#### JOB
List every line in the listing below that contains the word "doorway", copying each one in full. Case counts.

#### DATA ENTRIES
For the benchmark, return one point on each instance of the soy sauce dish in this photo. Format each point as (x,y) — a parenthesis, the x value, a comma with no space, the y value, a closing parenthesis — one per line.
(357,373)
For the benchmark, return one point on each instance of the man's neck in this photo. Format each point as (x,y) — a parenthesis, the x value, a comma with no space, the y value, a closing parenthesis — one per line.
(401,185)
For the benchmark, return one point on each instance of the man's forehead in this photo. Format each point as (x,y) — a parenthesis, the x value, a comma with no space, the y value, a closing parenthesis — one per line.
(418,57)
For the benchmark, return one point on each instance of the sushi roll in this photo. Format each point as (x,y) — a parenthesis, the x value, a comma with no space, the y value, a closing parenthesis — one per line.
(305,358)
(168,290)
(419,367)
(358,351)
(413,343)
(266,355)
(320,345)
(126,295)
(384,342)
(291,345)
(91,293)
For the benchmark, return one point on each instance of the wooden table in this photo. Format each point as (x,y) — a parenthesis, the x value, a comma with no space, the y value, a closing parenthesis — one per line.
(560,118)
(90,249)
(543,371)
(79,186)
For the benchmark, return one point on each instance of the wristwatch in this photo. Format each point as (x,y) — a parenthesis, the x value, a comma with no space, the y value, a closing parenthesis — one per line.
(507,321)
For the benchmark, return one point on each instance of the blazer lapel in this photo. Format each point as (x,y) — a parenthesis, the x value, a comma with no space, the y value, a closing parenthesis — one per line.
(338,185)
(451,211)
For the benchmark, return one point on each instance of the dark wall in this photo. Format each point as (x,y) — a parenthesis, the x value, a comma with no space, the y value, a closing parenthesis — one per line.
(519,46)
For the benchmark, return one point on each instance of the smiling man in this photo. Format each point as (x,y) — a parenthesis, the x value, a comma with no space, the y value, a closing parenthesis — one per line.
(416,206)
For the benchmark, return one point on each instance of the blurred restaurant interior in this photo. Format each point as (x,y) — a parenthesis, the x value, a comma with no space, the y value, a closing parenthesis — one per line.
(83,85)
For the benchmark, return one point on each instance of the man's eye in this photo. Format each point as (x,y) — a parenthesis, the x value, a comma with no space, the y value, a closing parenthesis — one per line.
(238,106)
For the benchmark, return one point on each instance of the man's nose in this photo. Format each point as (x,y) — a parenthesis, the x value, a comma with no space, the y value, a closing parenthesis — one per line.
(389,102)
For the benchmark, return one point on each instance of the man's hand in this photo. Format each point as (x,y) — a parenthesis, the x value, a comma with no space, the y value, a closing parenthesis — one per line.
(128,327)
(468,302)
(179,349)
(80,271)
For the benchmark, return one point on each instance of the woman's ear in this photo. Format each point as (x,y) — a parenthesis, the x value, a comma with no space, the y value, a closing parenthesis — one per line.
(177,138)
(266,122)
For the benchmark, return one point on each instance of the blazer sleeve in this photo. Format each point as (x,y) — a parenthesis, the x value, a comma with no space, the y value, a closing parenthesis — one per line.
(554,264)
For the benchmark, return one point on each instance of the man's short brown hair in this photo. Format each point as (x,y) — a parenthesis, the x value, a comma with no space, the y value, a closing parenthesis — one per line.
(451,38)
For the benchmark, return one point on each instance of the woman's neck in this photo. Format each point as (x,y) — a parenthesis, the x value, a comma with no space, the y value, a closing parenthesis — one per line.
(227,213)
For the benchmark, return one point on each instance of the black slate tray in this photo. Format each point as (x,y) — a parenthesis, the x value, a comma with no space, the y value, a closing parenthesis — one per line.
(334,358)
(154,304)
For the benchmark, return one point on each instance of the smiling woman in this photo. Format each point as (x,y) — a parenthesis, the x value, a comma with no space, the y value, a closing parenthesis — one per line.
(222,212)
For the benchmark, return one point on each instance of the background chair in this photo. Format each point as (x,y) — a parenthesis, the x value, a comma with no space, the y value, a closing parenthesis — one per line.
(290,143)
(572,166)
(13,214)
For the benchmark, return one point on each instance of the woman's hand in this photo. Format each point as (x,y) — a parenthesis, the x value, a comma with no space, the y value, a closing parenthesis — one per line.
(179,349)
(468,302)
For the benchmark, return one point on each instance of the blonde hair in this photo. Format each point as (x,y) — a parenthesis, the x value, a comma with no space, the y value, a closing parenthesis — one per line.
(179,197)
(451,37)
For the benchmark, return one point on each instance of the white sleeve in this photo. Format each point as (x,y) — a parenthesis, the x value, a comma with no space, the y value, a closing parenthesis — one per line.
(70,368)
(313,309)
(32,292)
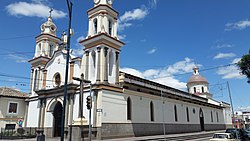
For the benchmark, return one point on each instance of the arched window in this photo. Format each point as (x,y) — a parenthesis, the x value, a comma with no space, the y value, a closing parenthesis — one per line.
(129,109)
(51,50)
(187,114)
(175,113)
(57,79)
(93,58)
(212,120)
(38,50)
(217,116)
(202,89)
(111,62)
(35,81)
(95,26)
(151,111)
(110,27)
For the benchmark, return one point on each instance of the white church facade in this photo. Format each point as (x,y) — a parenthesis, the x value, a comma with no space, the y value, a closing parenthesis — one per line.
(122,104)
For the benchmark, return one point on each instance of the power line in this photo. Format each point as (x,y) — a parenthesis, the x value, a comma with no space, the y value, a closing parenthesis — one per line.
(17,37)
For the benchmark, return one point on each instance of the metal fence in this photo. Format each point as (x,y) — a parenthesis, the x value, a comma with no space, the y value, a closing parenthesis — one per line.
(18,133)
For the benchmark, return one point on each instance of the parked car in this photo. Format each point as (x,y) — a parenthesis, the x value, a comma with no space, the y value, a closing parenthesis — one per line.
(237,133)
(223,137)
(247,134)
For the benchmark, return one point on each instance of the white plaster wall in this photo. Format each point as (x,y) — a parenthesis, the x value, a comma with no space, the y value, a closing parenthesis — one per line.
(198,88)
(33,113)
(57,65)
(4,103)
(76,107)
(115,110)
(114,107)
(48,119)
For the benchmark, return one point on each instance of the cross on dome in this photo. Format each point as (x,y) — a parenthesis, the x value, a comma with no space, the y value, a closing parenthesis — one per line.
(196,70)
(103,2)
(50,12)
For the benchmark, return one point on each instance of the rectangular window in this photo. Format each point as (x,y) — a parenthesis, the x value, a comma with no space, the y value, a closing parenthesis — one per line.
(13,108)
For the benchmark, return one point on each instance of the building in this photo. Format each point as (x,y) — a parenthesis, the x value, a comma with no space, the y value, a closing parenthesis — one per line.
(12,108)
(123,104)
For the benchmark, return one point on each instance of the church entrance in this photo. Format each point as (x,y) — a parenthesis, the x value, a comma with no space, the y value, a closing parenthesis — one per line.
(201,120)
(57,113)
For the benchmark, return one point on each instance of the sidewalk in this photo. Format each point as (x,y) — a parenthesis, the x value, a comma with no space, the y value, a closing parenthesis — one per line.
(135,138)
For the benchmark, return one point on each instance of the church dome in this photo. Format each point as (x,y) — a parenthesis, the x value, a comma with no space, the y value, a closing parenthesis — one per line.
(196,77)
(49,27)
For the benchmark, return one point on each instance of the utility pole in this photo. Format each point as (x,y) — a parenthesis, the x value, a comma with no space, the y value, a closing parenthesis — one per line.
(69,5)
(82,82)
(231,107)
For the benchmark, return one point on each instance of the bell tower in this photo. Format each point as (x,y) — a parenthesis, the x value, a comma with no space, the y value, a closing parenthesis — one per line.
(46,44)
(102,46)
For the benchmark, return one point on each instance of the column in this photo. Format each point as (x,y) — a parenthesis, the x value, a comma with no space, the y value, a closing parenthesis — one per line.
(117,65)
(26,114)
(71,106)
(99,23)
(105,66)
(44,78)
(115,28)
(87,65)
(31,80)
(40,118)
(43,112)
(38,79)
(67,113)
(90,27)
(105,23)
(71,74)
(98,65)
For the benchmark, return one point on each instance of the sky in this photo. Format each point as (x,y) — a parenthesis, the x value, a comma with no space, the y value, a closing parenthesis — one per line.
(164,40)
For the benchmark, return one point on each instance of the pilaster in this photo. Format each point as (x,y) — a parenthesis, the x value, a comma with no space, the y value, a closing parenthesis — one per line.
(87,65)
(98,65)
(105,66)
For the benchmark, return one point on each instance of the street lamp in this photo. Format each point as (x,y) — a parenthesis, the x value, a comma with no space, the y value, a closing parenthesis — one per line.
(69,5)
(89,103)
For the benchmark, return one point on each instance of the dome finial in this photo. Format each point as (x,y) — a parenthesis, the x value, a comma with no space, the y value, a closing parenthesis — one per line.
(50,12)
(196,70)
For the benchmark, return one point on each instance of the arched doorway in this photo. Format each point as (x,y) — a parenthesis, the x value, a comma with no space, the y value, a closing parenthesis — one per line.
(201,120)
(57,113)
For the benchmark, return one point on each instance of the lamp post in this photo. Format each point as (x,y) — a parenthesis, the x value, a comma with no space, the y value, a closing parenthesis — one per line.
(82,82)
(69,5)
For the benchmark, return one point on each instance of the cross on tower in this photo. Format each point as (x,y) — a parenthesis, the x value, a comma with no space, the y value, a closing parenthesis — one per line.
(50,11)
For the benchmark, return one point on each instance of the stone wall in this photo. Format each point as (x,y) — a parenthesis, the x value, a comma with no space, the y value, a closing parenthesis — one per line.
(114,130)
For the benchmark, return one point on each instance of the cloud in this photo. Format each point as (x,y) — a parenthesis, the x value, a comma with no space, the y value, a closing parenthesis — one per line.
(152,3)
(34,9)
(78,50)
(224,46)
(18,59)
(230,72)
(152,51)
(224,55)
(128,16)
(122,37)
(240,25)
(165,75)
(135,14)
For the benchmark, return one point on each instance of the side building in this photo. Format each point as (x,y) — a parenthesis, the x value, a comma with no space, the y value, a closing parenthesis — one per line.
(122,104)
(12,108)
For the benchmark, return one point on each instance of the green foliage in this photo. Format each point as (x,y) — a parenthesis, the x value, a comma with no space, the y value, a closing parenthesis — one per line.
(244,65)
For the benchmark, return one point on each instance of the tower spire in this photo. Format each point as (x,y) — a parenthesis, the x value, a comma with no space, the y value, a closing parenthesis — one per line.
(50,12)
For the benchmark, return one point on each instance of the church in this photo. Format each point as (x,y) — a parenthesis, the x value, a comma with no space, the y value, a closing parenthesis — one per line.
(123,105)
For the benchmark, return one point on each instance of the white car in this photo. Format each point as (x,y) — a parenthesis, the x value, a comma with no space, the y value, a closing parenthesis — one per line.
(223,137)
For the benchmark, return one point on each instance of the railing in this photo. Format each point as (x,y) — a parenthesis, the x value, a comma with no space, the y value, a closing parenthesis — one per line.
(18,133)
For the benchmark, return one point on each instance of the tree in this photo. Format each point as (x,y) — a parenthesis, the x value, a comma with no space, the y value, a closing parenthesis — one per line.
(244,65)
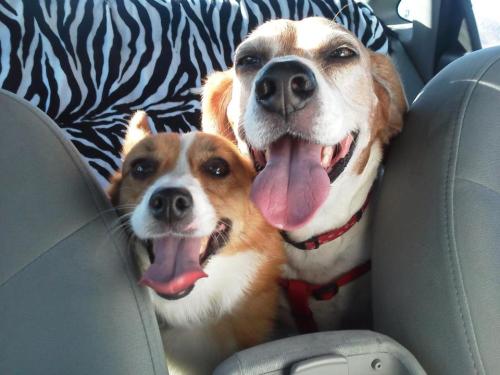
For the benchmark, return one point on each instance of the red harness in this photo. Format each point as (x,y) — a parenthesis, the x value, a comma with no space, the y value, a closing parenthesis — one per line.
(298,292)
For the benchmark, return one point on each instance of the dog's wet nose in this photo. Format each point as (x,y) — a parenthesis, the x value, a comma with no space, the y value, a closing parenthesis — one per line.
(171,204)
(285,86)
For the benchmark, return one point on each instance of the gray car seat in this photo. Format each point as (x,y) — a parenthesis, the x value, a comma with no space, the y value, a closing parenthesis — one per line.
(436,256)
(69,303)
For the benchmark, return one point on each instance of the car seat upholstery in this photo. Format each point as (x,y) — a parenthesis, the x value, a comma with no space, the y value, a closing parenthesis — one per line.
(340,352)
(436,255)
(69,302)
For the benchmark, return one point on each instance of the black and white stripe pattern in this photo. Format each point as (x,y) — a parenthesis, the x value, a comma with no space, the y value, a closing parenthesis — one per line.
(90,64)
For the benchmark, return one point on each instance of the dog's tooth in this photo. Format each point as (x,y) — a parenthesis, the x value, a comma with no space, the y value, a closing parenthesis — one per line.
(326,156)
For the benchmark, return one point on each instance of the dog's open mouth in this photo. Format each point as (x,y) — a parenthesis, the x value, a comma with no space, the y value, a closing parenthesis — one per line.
(334,159)
(178,262)
(295,176)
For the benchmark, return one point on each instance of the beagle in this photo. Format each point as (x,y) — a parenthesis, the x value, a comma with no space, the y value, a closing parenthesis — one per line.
(213,261)
(313,108)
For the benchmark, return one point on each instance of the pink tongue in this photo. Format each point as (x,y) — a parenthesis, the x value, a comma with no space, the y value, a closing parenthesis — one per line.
(176,266)
(293,185)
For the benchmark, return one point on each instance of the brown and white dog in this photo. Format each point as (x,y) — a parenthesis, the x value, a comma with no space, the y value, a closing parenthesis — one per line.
(214,262)
(314,108)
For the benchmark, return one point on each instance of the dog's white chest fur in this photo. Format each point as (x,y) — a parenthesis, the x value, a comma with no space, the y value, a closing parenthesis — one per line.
(351,306)
(192,335)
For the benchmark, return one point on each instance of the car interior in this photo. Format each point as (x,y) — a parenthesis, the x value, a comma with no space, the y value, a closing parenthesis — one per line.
(69,298)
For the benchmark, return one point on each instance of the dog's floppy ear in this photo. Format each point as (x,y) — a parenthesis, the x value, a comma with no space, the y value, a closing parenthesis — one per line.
(392,104)
(137,129)
(215,102)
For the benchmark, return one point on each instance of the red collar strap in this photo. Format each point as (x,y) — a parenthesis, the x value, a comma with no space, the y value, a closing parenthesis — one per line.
(316,241)
(299,291)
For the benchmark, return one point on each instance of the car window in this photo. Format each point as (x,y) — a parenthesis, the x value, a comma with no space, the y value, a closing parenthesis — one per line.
(487,14)
(404,9)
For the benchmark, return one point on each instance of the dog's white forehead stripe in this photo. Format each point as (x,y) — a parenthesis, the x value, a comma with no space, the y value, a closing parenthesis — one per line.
(312,35)
(182,165)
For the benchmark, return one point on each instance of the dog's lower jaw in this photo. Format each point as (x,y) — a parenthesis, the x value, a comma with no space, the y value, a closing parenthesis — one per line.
(347,194)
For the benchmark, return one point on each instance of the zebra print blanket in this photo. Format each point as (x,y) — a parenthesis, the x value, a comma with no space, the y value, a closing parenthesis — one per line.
(90,64)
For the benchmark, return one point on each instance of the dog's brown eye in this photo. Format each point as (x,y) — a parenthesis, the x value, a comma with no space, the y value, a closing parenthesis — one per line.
(247,61)
(216,167)
(143,168)
(342,53)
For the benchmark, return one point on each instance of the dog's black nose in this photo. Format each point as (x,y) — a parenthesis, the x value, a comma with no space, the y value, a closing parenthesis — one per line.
(171,204)
(285,86)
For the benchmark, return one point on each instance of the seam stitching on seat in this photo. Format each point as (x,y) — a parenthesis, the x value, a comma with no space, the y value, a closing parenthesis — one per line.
(41,255)
(450,225)
(126,264)
(485,187)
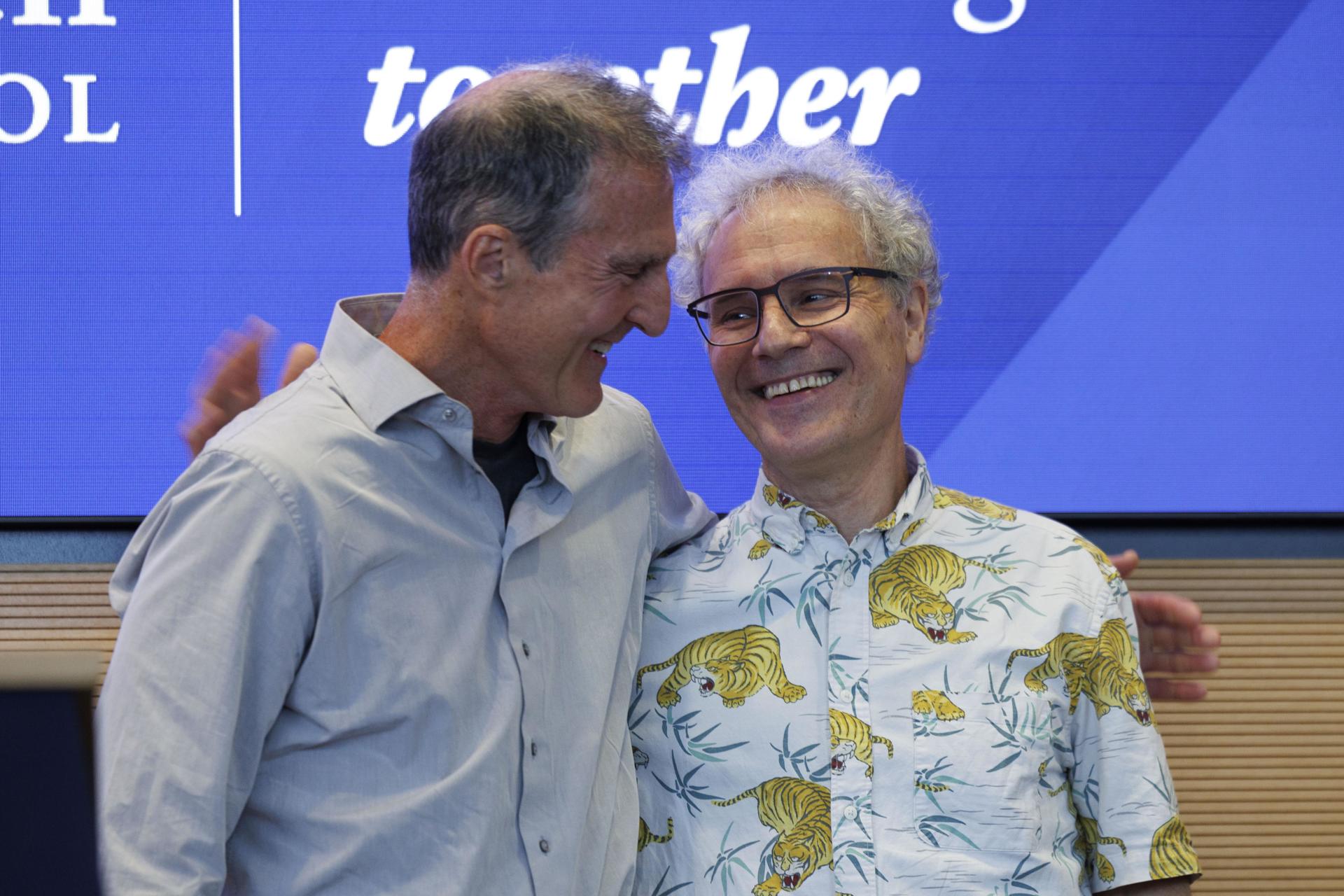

#### FINISHED TASK
For the benchmark, return one point on each instance of the arched doorway in this photo. Format each point as (x,y) — a parenthesis, the x value, a comma with no space, the y value, a closing parenthesis — one per line.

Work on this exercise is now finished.